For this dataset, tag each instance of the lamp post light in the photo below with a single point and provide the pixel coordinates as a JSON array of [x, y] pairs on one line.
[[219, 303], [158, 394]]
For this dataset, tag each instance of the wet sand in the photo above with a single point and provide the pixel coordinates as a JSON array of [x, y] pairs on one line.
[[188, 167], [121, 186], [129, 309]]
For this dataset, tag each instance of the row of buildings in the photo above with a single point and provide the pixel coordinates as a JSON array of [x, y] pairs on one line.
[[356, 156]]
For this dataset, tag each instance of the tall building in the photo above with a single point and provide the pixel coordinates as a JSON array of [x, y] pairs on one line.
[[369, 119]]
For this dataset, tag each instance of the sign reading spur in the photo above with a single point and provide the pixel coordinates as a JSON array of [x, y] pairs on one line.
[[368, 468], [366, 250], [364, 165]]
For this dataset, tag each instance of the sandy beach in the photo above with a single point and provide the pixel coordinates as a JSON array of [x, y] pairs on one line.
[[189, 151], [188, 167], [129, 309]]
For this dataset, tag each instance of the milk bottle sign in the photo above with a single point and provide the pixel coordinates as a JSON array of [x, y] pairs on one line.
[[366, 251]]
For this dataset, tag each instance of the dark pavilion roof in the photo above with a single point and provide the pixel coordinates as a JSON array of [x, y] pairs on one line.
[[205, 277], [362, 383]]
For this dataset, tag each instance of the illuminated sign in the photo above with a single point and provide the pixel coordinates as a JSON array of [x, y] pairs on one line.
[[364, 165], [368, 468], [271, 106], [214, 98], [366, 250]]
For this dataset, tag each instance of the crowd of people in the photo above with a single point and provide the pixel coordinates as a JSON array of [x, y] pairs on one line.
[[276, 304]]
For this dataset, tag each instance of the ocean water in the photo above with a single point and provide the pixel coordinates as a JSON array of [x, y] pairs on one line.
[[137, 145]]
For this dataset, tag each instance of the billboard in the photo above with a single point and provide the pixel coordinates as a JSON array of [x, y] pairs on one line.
-=-=-
- **Exercise instructions**: Each line of the data is to be written out again exactly.

- **Exercise answer**:
For this dataset, tag each instance of the lamp post light in the photo below with a single point and provide the pixel coordinates as a JSON array of [x, y] pairs on one line.
[[219, 303], [158, 394]]
For this dataset, tag each instance of the wet sand in the photo above with a single point and provide the pixel coordinates as a JSON array of [x, y] pairs on one line.
[[188, 167], [121, 186], [129, 309]]
For this dataset, tag each instance of the row of buildings in the photo above with a single point and provide the pixel coordinates as a JSON array of [x, y] pairs on one line.
[[356, 156]]
For this dataset, tag each instance of the tall building in the photo above with a single point and provide the pixel coordinates as a JSON array of [x, y] pairs on one line.
[[369, 119]]
For this dataset, tag each instance of the sign reading spur in the photo above with a single point and provide the pixel coordinates as a JSON array of [x, y] pairs on one line.
[[368, 468], [366, 250], [364, 165]]
For this dataset, tag each instance of the sandy beach in the photo above with a single point and provide the pixel coordinates as a JSON array of [x, y] pairs on one line.
[[189, 151], [188, 167], [129, 309]]
For this dataset, tag each instance of the milk bottle sign in the photo above with a single point and provide the pixel coordinates as a JSON array of [x, y] pairs on one line.
[[366, 251]]
For this dataset, tag each instance of the dark pavilion roof in the photo above with a single point and provide the pixel coordinates as a JSON array of [x, y] pairs on one line.
[[205, 277], [362, 383]]
For this dataset, tag each instance of the illuminated sign in the photo above with a single point and provide the pixel coordinates as a JSON array of [x, y] pairs on one line.
[[364, 165], [368, 468], [271, 106], [214, 98], [366, 250]]
For this dataset, tag each instance of the crowd of people in the photo above with a single point and provide the pixel coordinates as a JSON array of [x, y] pairs on one line.
[[276, 304]]
For this dataset, tag each instance of the ocean water in the photo above with a single point and provide the pixel coordinates as a JSON array of [x, y] pairs on one line.
[[137, 145]]
For this dataset, tag each instance of the billboard in the photo above with a single point and provide the pixel coordinates as a JSON array of [x, y] pairs on one line.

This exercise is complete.